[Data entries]
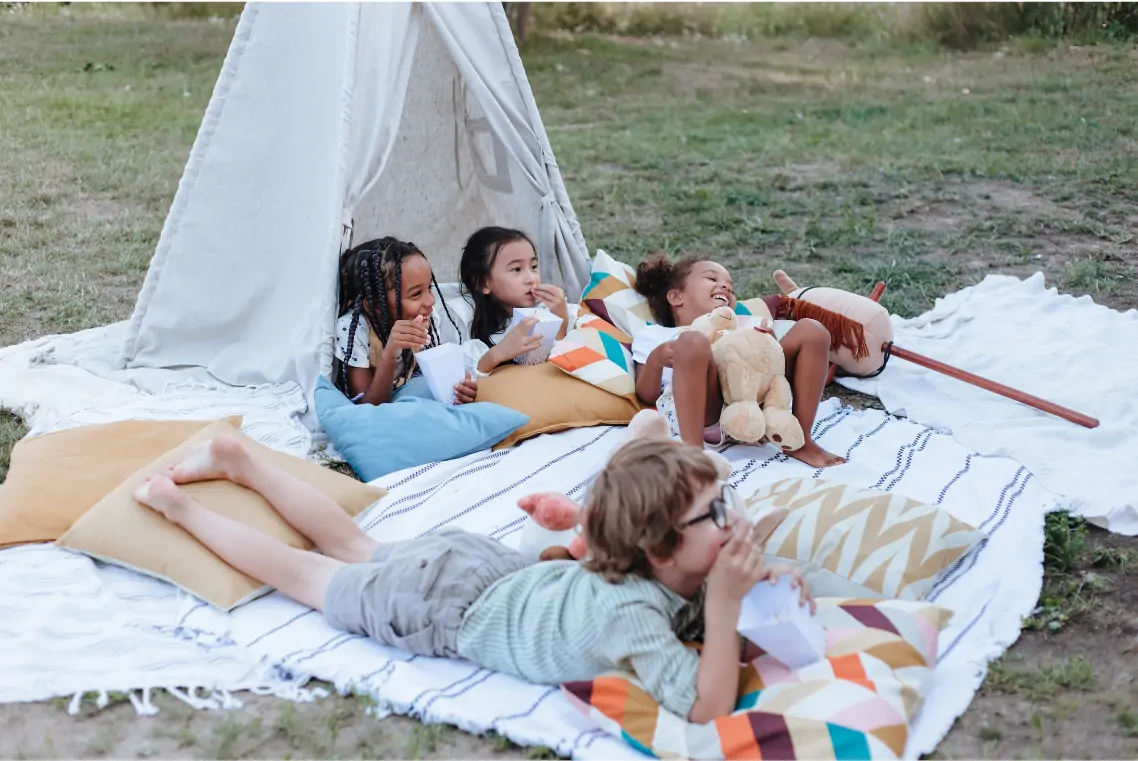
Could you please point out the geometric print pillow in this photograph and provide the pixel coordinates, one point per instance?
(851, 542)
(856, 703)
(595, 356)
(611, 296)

==

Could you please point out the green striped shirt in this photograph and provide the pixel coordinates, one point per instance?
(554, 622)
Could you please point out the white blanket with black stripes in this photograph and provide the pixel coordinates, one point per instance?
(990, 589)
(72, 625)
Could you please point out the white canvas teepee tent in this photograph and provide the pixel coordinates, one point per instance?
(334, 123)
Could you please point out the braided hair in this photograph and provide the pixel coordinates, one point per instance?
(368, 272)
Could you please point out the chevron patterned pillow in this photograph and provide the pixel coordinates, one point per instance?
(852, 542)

→ EXERCISE GOAL:
Report each line of the data above that contains the word "coordinates", copying every such line in full.

→ WORKED ANSWER:
Could you please point out the geometric print pillow in this photograph and provide the pixel coordinates, one point per instance?
Could you please point out the green striped shirt in this photograph and provide the pixel coordinates, one point per instance?
Could you please point out the white blanket with black stripes in this photograph and provide the pixel coordinates, one point per instance?
Could you please point out the white canvas teepee tent in this photograph and provide the pixel coordinates, one point per instance?
Could you please point out the braided hair in this photograph and provide the pixel coordinates, one point per instance?
Could you please point out the chevron patterned pillow in this photograph and provide the pixel coordinates, one point per instance?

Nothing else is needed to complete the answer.